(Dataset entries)
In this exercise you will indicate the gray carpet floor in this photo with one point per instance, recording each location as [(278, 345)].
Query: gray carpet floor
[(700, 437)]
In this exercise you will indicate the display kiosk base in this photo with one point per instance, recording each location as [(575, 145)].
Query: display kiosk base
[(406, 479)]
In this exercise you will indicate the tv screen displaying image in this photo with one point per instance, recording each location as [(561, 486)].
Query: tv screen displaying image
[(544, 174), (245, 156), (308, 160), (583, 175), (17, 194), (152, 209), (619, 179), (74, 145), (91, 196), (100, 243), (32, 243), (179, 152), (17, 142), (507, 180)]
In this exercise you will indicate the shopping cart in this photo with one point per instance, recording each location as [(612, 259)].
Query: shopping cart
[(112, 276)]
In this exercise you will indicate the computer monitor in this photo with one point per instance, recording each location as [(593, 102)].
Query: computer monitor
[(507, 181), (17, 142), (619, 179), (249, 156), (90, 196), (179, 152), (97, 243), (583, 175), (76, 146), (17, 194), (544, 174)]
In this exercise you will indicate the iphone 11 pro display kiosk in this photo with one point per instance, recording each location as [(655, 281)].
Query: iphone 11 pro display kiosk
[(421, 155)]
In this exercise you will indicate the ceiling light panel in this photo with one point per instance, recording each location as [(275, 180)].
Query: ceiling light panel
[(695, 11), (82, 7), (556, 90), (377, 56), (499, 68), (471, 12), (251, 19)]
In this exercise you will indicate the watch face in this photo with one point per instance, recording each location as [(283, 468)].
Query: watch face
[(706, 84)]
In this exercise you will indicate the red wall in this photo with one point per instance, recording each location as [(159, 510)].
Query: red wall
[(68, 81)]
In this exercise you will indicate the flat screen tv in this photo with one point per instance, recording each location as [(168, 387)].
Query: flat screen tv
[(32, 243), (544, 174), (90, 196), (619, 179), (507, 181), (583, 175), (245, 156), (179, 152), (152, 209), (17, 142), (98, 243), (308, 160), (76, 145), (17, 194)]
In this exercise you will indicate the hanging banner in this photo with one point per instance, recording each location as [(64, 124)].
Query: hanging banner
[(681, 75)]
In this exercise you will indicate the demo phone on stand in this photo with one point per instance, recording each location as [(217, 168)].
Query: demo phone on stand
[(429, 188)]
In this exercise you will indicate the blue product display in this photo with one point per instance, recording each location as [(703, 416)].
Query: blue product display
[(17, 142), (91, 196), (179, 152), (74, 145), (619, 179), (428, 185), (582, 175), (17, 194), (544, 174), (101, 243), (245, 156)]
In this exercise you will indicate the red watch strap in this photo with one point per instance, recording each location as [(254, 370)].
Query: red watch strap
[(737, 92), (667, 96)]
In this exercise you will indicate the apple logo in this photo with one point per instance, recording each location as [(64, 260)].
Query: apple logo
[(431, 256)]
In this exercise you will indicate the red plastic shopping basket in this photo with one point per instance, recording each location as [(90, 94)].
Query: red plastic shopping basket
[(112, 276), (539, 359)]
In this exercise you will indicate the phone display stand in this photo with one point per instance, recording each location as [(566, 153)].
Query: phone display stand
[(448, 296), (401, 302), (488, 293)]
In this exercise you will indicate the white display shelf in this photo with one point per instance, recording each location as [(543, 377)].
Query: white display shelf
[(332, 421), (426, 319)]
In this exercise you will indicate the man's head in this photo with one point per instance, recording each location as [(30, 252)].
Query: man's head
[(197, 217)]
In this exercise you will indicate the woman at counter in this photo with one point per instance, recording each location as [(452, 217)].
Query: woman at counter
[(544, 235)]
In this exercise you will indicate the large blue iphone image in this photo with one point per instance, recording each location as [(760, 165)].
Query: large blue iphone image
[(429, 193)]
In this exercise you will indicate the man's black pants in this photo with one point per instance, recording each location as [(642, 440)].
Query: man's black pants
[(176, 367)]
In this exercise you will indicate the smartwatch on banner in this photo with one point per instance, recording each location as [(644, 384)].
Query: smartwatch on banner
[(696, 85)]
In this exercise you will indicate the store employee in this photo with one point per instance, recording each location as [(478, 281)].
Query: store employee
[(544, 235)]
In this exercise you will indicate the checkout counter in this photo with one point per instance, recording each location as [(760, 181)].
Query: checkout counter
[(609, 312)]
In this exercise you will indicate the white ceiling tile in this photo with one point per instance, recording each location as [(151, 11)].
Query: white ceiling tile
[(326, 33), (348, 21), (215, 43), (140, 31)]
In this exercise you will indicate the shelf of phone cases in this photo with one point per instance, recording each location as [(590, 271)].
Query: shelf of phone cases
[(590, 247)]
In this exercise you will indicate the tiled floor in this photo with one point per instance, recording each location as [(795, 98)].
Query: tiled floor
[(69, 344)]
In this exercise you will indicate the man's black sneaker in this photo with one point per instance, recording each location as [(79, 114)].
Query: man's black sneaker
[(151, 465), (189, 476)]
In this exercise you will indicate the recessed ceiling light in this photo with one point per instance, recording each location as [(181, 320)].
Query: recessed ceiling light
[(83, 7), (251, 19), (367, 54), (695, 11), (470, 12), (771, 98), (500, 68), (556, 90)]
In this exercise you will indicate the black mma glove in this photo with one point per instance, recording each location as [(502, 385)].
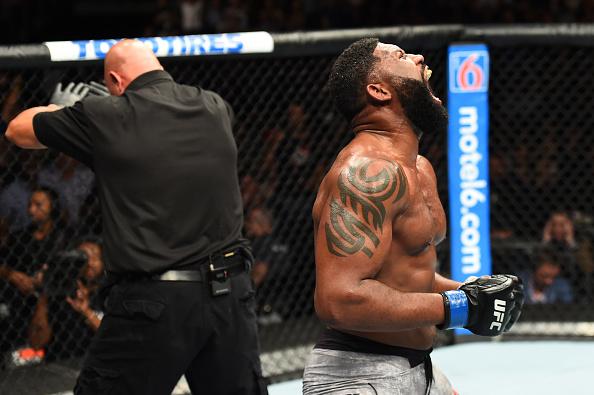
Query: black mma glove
[(95, 88), (483, 305), (68, 96), (518, 299)]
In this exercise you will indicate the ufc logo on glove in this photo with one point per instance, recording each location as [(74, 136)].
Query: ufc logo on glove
[(499, 314)]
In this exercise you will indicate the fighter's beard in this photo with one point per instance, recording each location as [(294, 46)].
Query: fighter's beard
[(425, 114)]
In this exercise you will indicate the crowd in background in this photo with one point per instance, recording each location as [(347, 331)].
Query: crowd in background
[(37, 20)]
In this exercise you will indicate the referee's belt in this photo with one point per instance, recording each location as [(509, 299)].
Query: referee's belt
[(228, 264)]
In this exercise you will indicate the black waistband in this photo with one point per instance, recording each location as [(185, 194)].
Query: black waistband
[(236, 260), (332, 339)]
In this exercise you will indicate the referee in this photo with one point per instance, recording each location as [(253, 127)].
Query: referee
[(180, 297)]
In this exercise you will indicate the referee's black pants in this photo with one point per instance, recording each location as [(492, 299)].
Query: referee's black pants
[(155, 331)]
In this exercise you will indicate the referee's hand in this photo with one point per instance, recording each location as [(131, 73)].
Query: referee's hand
[(68, 96), (95, 88)]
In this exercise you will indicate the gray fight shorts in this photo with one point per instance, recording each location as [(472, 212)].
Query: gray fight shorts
[(353, 373)]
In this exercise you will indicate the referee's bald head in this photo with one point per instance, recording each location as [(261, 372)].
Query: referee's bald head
[(125, 61)]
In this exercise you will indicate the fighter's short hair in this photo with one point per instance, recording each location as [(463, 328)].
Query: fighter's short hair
[(349, 76)]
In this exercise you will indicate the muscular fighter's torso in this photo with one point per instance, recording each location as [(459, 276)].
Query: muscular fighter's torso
[(417, 227)]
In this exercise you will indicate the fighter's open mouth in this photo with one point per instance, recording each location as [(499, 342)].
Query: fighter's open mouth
[(427, 72)]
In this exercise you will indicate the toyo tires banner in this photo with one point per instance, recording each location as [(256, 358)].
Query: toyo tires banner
[(203, 44), (468, 160)]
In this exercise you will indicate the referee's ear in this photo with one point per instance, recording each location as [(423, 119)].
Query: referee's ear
[(116, 84)]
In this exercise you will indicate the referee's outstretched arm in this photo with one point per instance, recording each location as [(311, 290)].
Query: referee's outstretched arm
[(20, 129)]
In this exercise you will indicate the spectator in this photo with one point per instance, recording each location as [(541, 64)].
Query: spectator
[(544, 284), (24, 260), (19, 183), (28, 250), (64, 324), (166, 20), (559, 236), (191, 16), (214, 16), (72, 181), (235, 17)]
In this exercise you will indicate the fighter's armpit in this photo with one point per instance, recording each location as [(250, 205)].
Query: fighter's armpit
[(365, 192)]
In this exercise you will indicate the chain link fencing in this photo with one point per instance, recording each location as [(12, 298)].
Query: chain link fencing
[(541, 166)]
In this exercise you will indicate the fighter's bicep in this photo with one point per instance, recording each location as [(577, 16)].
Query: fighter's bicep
[(356, 219)]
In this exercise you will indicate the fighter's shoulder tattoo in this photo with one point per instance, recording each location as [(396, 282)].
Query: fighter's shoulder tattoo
[(357, 218)]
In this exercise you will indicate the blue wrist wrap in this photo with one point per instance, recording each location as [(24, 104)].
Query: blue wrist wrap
[(458, 308)]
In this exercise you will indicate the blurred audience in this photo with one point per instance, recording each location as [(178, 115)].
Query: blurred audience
[(68, 312), (23, 261), (72, 181), (544, 284)]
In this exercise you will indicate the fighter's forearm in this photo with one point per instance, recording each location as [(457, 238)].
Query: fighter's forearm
[(442, 284), (20, 130), (374, 307)]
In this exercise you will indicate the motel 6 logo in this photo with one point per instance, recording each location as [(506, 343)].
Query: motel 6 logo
[(469, 71)]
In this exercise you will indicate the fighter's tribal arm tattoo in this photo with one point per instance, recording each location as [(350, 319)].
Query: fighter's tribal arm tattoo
[(357, 219)]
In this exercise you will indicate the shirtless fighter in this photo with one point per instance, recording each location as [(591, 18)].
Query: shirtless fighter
[(378, 220)]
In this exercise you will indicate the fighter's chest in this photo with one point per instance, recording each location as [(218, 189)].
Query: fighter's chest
[(424, 221)]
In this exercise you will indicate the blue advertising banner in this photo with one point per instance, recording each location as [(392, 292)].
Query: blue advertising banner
[(468, 160), (202, 44)]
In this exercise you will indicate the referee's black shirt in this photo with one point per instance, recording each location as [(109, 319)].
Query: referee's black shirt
[(165, 163)]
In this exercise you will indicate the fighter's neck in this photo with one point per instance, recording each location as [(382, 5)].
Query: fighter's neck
[(393, 132)]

Work instructions: Rewrite the items from the line with "In this exercise you will indicate the referee's bald" to the line with "[(357, 218)]", replacing "referee's" with "official's" and leaving all else unchanged.

Task output:
In this exercise you will indicate the official's bald head in this photo with one point per instance, recording each location as [(261, 372)].
Query: official's bald head
[(125, 61)]
In this exercise you will indicate the fighter's short hair in this photo with one point per instance, recording each location as [(463, 328)].
Query: fighter's short hair
[(349, 76)]
In this exercise you will indicate the muscular fighter's torso in this photo with one point per instance, recording each location as [(459, 276)].
Query: muscular fighter's torso
[(417, 227)]
In this exercise you will indicate the fighter's open mouth in this photo with one point per instance, recording each location as [(499, 342)].
Query: fighter's open mouth
[(427, 72)]
In this exercise you will indicate the toyo tires banner in this photo with one point per instance, recording each location as [(256, 358)].
Query: toyo tires banner
[(203, 44), (468, 160)]
In this exercise you will indicate the official's ear in this photo with one point per instance, recording each location as [(423, 119)].
Query: official's ear
[(116, 84)]
In this exercise you will indicate the official's outstretched arm in this photo with one point per instance, recording each location as [(311, 290)].
Query: official's outstretched arm
[(20, 129)]
In this exercise you will indicate the spectator in this photo with one point per instance, recording each location as [(541, 64)].
Query: spectator
[(544, 284), (24, 260), (19, 183), (28, 250), (64, 324), (166, 20), (559, 236), (191, 16), (214, 16), (72, 181), (235, 17)]
In this exercise you will indicate the fighter's armpit in this photo with one point per instance, recording each location as [(250, 205)].
Query: fighter's armpit
[(365, 192)]
In this exercise you will indicate the chain link fencing in this photo with one point per instance, recording each location as [(12, 298)].
Query: chain link fencing
[(541, 166)]
In this exercise you will indicate the fighter's bicep in this photo with one point per instance, recording each location as [(577, 16)].
Query: fighter's bicep
[(356, 219)]
In this exercise you will indicate the fighter's shoulder tattoo in this photo with one point per instance, recording each location as [(396, 282)].
Query: fighter's shoulder tattoo
[(357, 218)]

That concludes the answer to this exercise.